Beiträge von Citoyen

    Das Gebäude wurde Anfang 2020 an Breuninger verkauft (s. BKF). Damit dürften die Neubaupläne der LBBW vom Tisch sein. Bezüglich weiterer Zukunftspläne hielt man sich bedeckt. Seither wurde meines Wissens nichts neues bekannt.

    Raa/rab bzw. Na/nab sagt man auch im Oberrheinalemannischen statt herunter bzw. hinunter. Im Hochalemannischen südlich Freiburg (einschließlich der Schweiz) sagt man abe/abi. Ein typischer Satz: "Kumm raa, s'isch ebber doo." (Komm herunter, es ist jemand da.)

    Aber auch im Südfränkischen um Karlsruhe sagt man meines Wissens "ra". Es würde mich nicht wundern, wenn es im Ostfränkischen um Nürnberg auch so wäre.

    Bezüglich der beiden Kupferstiche hast Du natürlich recht, Fachwerkliebhaber . Sie geben nur einen groben Gesamteindruck wieder, zumal Merian wahrscheinlich von Sickinger abgezeichnet hat. Richtig ist auch, daß wir nicht genau wissen, wie die Bürgerhäuser der Vorstädte ausgesehen haben. Man kann annehmen, daß dort noch mehr Fachwerkhäuser erhalten waren, da dort häufig einfachere Bürger wie Rebleute und Gerber wohnten. Bezüglich der Kernstadt darf man aber im 17. Jh. weitgehend von steinernen Bauten ausgehen. Das bestätigen Bauforschungen und die einfache Tatsache, daß bis 1945 noch zahlreiche Steinbauten des 16. Jh. erhalten waren, aber nur die genannten drei Häuser mit Fachwerkobergeschossen.

    Der Grund dafür, daß sich „in Colmar das Fachwerk so viel besser erhalten hat“, ist also – wie zeitlos schon richtig bemerkt hat – daß es in der Freiburger Kernstadt bereits im Spätmittelalter wahrscheinlich kaum noch Fachwerk gab oder daß es spätestens im Barock ersetzt wurde, während in Colmar im Spätmittelalter schlicht weiterhin neue Fachwerkhäuser entstanden.

**Gegebenes Material**:

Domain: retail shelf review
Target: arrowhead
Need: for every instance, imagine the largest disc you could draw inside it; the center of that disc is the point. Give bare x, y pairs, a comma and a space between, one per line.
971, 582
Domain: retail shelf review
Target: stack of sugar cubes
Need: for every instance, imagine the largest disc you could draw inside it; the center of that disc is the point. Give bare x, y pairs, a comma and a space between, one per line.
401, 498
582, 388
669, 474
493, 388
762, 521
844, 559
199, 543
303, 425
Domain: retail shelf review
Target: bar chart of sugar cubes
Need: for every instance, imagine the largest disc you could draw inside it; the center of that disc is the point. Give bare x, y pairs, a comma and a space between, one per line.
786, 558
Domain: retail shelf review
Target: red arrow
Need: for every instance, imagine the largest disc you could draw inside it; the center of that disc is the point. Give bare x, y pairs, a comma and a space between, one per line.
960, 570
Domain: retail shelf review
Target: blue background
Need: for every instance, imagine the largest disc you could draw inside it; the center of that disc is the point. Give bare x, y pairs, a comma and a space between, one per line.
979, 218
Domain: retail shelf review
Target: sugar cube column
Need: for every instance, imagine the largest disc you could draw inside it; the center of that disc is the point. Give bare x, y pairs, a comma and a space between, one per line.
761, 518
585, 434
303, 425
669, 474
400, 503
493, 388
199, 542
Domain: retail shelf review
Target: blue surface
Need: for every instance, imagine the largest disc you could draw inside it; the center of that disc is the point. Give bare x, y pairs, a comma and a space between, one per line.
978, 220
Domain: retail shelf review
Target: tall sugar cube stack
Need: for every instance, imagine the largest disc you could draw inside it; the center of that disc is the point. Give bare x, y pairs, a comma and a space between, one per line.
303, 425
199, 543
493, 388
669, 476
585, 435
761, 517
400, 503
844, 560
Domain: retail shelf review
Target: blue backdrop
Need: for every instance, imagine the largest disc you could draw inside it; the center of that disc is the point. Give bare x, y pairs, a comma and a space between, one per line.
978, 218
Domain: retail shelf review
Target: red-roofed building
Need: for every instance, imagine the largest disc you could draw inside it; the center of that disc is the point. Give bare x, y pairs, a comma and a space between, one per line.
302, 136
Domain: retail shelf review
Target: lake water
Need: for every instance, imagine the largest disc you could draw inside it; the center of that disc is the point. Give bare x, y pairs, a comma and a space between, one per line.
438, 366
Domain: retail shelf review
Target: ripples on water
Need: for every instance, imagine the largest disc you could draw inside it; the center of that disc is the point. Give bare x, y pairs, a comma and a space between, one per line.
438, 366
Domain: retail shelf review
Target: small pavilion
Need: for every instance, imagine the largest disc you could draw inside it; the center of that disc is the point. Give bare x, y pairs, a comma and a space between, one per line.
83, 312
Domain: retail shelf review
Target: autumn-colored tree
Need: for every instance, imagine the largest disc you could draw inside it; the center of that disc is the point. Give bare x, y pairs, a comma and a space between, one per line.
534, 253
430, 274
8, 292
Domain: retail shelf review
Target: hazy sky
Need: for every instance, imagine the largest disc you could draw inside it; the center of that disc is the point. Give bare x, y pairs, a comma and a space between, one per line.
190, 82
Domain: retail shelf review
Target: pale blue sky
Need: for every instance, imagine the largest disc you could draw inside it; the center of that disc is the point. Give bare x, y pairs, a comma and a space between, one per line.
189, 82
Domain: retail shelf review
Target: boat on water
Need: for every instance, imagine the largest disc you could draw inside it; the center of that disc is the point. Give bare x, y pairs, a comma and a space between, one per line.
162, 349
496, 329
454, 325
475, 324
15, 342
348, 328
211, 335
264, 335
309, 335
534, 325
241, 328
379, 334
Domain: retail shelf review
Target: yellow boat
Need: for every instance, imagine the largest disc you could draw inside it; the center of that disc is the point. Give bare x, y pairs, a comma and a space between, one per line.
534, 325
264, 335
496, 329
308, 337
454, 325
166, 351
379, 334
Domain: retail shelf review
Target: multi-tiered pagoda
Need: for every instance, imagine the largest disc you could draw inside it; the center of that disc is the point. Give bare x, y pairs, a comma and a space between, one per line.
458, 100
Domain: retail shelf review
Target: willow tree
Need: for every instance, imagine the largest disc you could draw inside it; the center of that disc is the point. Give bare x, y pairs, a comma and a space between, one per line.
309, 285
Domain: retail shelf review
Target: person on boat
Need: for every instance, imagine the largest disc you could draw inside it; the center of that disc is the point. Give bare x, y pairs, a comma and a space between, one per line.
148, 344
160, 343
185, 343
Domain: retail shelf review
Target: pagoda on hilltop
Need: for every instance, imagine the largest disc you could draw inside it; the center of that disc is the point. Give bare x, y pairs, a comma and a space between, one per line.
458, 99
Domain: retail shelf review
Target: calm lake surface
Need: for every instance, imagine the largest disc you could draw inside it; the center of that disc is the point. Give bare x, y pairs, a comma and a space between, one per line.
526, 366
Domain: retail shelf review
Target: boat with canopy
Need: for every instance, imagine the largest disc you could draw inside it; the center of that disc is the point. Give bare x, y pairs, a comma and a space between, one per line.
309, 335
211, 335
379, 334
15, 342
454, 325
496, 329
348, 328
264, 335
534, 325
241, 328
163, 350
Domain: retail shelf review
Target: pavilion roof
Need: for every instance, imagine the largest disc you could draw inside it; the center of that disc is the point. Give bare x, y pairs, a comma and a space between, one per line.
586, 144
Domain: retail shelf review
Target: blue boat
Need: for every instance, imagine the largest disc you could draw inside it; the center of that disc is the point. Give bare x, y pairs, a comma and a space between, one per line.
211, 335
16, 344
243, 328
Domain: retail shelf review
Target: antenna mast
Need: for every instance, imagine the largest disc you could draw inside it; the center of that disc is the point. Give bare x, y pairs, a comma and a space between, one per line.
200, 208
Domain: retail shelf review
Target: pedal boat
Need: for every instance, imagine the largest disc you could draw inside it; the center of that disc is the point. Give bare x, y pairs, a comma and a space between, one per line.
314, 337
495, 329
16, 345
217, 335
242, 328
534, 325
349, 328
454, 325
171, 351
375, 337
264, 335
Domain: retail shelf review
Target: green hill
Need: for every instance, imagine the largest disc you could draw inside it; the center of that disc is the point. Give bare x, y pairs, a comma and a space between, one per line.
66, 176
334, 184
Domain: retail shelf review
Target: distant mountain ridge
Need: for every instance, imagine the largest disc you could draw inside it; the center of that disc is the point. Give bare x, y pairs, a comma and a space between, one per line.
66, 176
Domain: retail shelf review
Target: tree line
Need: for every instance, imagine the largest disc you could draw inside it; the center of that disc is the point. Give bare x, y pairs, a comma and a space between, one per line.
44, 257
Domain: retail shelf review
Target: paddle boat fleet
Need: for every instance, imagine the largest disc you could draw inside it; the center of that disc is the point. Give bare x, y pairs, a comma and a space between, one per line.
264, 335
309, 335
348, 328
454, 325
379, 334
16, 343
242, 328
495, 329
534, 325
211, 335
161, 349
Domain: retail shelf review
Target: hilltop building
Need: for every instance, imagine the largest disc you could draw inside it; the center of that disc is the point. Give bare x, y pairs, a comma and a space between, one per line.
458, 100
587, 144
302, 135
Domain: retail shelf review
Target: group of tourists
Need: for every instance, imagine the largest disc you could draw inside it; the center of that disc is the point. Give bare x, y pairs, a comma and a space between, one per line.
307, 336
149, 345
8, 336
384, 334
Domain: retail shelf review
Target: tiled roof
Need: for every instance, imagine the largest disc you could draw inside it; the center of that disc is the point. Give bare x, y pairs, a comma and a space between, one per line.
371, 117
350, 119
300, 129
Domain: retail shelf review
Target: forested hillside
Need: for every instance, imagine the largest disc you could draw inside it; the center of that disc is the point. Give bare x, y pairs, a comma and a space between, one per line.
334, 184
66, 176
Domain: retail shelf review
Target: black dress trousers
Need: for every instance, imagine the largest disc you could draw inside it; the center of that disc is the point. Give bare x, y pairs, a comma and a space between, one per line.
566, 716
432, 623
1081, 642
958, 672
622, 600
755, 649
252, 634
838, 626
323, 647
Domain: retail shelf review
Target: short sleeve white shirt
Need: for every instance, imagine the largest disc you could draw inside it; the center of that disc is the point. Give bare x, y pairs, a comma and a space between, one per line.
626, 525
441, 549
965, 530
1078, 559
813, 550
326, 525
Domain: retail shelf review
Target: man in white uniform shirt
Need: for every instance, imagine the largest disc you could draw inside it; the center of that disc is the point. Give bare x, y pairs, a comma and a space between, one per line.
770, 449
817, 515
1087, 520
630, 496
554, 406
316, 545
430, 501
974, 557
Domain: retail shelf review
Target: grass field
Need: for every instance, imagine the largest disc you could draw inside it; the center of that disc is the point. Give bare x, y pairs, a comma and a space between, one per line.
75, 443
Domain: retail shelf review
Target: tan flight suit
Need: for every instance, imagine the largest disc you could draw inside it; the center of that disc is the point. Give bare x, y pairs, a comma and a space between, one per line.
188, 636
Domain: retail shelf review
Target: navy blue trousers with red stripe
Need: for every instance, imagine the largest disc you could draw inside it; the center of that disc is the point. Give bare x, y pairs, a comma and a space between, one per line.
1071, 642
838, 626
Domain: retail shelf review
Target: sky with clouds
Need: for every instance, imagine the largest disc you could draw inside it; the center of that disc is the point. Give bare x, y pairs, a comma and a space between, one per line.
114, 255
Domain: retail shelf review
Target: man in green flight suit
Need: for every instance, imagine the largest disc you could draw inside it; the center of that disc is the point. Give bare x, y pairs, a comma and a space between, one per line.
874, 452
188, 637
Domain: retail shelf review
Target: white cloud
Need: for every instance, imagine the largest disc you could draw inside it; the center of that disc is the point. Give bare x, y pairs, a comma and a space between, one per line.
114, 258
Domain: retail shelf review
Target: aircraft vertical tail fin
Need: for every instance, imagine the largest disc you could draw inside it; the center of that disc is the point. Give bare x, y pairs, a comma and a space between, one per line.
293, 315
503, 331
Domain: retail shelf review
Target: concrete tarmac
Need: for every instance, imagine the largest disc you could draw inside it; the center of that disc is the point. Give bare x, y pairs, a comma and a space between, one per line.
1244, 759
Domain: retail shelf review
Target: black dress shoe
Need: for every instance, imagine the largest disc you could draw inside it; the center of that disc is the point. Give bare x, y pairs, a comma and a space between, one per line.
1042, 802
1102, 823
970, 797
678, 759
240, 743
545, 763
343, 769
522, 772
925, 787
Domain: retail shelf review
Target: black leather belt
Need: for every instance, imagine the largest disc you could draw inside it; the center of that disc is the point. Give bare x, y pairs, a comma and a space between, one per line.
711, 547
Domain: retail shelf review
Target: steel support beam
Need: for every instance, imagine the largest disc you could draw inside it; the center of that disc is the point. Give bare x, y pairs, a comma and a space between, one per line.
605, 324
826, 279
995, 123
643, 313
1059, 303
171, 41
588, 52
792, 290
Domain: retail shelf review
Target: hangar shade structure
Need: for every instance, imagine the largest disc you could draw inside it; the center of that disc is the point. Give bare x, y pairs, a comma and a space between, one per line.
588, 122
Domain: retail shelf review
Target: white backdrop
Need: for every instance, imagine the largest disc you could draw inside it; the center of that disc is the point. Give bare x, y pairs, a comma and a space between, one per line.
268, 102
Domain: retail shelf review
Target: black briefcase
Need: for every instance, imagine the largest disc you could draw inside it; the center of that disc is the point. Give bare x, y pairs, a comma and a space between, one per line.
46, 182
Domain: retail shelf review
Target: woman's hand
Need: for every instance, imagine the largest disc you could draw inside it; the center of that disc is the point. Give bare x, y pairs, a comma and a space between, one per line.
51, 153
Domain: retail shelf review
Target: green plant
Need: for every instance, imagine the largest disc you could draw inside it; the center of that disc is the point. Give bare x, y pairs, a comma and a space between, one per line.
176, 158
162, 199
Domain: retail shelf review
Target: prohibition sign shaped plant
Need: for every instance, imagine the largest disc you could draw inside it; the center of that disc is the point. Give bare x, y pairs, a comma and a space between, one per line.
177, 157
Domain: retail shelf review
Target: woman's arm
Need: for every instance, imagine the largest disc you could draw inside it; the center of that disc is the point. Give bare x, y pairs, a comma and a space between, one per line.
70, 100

**Aufgabe**:
Stimmen die folgenden Aussagen mit den Forenbeiträgen überein? Antworte jeweils mit Ja oder Nein und zitiere die entscheidenden Worte des Textes genau.
1. Das Gebäude wurde Anfang 2020 an Breuninger verkauft.
2. Im Hochalemannischen südlich von Freiburg sagt man „raa“ für herunter.
3. Bis 1945 gab es in der Freiburger Kernstadt noch viele Häuser mit Fachwerkobergeschossen.

**Lösung**:
1. Ja: „Das Gebäude wurde Anfang 2020 an Breuninger verkauft“
2. Nein: „Im Hochalemannischen südlich Freiburg (einschließlich der Schweiz) sagt man abe/abi.“
3. Nein: „aber nur die genannten drei Häuser mit Fachwerkobergeschossen.“